■ Consigne ■
Recopiez à l'identique, s'il vous plaît, le passage de l'article sur le réaménagement de la place de la Nation qui commence par « Le collectif Coloco » et se poursuit jusqu'à « avec le collectif. ».

■ Texte cité ■

=-=-=-=-=

Makery

Coloco jardine la Nation

Le collectif Coloco souhaite transformer la place de la Nation à Paris en parc traversé par des voitures. © Coloco

Coup d’envoi cette semaine des actions expérimentales du collectif Coloco pour réaménager la place de la Nation à Paris. Avant la réduction de moitié des voies routières mi-avril, Makery a fait un tour de la place avec le collectif.

Dans les trois années qui viennent, Paris va réaménager sept de ses grandes places, dans l’objectif de réduire drastiquement la circulation routière et de rendre les places de la Bastille, des Fêtes, Gambetta, d’Italie, de la Madeleine, de la Nation et du Panthéon aux piétons.

C’est à des collectifs rassemblant architectes, sociologues, paysagistes et artistes que la Ville de Paris a confié cette mission. Genre et Ville, Emma Blanc Paysage et le Collectif Etc ont la responsabilité de la Madeleine et du Panthéon. Le collectif Quatorze commence à intervenir place des Fêtes et bientôt à Gambetta. L’équipe créée par Julien Beller, l’architecte du lieu d’accueil des migrants à la porte de la Chapelle, est responsable de la Bastille. Enfin, les mains vertes de Coloco auront à penser la place d’Italie et s’attaquent déjà, en pleine période électorale, aux grands espaces de la Nation.

La mairie a également choisi une configuration expérimentale en faisant appel à deux maîtrises d’œuvres pour chaque site : la première, confiée à ces collectifs, s’occupe de la prise en compte de l’expérience usagers, et les intègre à la conception et à la réalisation des ouvrages de surface (plantations, mobilier…) tandis que la deuxième s’occupe du plateau technique (tuyauterie, voirie, sous-sols, matériaux de surface…).

=-=-=-=-=

■ Extrait de données ■
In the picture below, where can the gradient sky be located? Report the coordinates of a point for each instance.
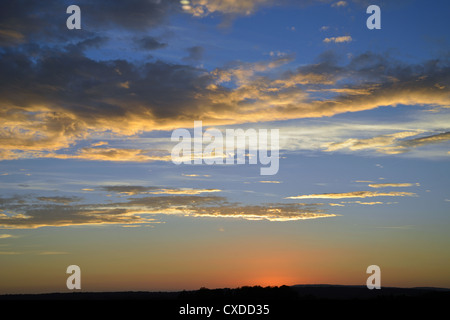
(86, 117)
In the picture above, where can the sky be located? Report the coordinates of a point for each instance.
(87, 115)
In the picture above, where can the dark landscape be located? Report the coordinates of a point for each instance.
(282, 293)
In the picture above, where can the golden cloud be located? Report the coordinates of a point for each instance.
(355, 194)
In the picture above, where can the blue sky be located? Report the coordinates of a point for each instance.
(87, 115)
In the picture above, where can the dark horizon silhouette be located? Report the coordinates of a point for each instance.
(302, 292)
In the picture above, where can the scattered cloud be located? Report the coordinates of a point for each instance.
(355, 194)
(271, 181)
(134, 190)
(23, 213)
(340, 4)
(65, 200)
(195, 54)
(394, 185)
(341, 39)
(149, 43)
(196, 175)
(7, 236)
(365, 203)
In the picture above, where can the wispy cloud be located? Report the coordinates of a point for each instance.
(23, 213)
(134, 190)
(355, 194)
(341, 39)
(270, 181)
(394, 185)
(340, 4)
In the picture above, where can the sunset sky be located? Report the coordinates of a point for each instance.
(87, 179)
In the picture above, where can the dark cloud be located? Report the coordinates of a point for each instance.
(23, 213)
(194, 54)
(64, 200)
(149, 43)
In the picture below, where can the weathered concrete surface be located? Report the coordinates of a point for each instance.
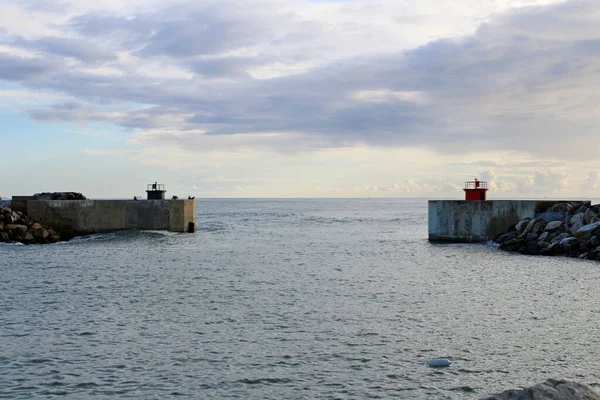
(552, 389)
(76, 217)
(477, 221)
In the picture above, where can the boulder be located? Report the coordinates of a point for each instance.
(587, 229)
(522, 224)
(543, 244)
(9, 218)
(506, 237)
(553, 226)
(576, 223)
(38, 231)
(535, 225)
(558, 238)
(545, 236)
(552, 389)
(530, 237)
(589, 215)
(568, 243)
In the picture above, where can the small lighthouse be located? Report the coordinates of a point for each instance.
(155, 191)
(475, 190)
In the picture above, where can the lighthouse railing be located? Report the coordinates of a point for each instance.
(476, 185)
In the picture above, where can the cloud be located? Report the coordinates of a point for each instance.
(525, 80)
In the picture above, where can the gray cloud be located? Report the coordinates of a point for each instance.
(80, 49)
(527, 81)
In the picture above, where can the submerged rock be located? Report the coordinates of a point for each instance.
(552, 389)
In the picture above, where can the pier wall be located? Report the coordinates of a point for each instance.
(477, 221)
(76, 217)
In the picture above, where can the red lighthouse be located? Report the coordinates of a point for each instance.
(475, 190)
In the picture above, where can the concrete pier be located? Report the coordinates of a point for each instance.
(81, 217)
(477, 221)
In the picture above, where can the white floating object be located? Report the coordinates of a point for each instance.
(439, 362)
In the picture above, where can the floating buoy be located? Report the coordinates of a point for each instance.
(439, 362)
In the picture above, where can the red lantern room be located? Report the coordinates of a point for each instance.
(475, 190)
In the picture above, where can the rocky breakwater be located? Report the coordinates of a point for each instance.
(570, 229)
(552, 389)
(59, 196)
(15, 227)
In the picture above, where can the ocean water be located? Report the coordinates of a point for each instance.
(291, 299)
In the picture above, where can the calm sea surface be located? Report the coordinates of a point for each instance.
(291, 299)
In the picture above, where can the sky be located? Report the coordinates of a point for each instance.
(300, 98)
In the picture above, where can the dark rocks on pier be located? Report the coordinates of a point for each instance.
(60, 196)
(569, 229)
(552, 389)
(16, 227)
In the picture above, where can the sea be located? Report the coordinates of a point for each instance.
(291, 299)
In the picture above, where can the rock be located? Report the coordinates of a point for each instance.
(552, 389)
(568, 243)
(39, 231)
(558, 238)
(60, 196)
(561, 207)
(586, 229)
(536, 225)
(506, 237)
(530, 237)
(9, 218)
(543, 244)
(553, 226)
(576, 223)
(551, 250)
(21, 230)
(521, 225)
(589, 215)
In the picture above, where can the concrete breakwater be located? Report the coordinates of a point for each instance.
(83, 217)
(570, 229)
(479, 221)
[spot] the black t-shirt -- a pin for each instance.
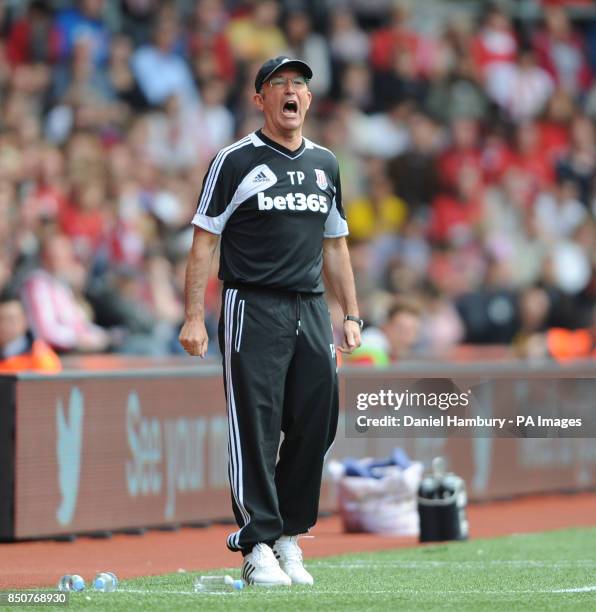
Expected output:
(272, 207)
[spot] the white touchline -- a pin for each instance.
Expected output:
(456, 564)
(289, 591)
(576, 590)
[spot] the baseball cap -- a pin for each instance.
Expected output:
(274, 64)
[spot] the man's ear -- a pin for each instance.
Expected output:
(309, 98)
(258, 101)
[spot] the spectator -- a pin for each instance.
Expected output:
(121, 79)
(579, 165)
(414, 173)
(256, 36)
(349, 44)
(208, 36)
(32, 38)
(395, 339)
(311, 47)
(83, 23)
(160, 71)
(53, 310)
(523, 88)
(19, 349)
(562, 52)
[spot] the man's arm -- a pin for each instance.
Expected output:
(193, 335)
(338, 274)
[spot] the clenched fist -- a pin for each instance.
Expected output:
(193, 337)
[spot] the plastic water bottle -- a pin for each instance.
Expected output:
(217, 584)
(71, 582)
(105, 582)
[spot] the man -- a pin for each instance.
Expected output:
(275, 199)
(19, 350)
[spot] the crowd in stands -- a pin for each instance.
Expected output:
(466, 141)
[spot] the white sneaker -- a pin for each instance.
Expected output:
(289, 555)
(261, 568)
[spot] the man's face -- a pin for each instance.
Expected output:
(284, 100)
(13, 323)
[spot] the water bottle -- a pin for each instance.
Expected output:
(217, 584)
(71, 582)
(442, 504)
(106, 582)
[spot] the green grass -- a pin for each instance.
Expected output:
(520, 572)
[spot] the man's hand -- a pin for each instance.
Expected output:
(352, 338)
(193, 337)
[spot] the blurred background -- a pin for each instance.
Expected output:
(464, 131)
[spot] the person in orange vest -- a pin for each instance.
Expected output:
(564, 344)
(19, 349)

=-=-=-=-=

■ Résultat attendu ■
Le collectif Coloco souhaite transformer la place de la Nation à Paris en parc traversé par des voitures. © Coloco

Coup d’envoi cette semaine des actions expérimentales du collectif Coloco pour réaménager la place de la Nation à Paris. Avant la réduction de moitié des voies routières mi-avril, Makery a fait un tour de la place avec le collectif.